From the article on older women's housing insecurity below, list every quality the Working Group says the housing older women can access should have.

_Supplied text:_

************

It’s time for a national agenda for action to fight older women’s housing insecurity and homelessness in Australia

For more than a year now the National Older Women’s Housing and Homelessness Working Group – a coalition of housing and homelessness policy leaders, researchers and practitioners from across Australia – have been examining national policies that need change and advocating for more effective strategies so that older women (women aged 50 and over) can access affordable, safe, secure and appropriate housing and enjoy good health as they age. The Working Group was brought together by the Mercy Foundation,[1] in recognition of compounding concerns about older women and housing insecurity.

The end product of our work,[2] Retiring into Poverty – A National Plan For Change: Increasing Housing Security For Older Women was launched on August 23 at an event hosted by the Parliamentary Friends of Homelessness and Housing Affordability, at Parliament House in Canberra. Our work is timely because of the opportunities presented by a looming federal election. It outlines a series of reasons why a focus on older women and housing insecurity is warranted, some based on new and emerging evidence and others on well documented trends which have remained unaddressed for too long.

************

_Material shown:_
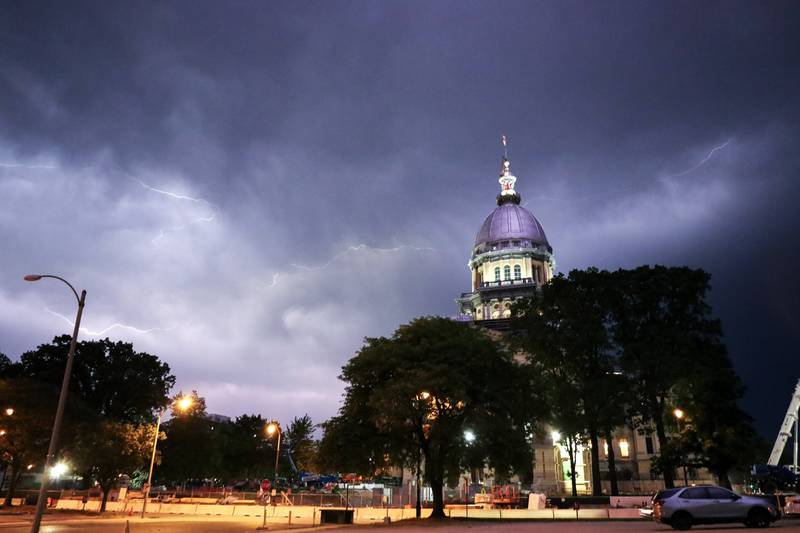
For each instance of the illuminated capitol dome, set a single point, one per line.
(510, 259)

************

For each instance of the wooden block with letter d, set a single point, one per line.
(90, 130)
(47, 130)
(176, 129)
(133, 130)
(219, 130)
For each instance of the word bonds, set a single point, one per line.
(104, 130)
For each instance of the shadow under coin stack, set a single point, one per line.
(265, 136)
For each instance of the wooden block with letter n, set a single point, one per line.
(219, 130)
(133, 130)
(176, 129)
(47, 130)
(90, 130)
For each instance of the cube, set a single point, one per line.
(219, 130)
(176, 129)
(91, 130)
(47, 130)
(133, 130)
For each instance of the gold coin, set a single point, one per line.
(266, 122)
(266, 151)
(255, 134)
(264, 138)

************

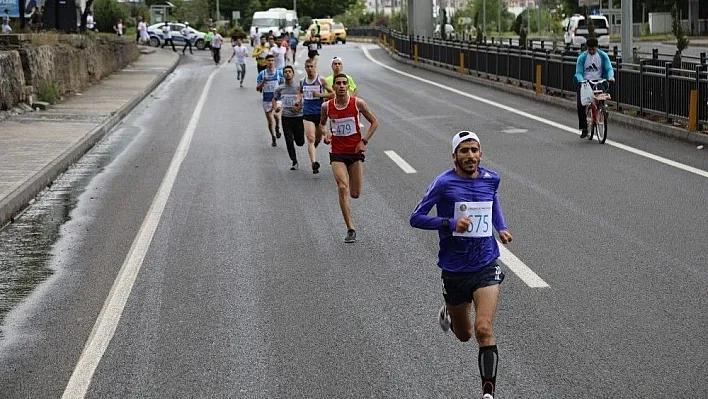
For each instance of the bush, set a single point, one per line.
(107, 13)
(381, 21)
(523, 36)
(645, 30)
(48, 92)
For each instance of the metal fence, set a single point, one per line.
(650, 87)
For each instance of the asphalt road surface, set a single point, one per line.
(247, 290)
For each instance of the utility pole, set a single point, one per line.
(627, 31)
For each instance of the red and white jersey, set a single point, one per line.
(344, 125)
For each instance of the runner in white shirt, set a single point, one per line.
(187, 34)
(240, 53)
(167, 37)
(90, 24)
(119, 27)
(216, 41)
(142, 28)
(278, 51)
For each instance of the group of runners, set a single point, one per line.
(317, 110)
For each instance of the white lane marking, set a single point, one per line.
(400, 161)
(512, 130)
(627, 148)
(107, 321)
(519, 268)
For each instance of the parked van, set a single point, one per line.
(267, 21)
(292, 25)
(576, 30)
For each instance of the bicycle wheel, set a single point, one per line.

************

_Solution to the problem:_ affordable, safe, secure, appropriate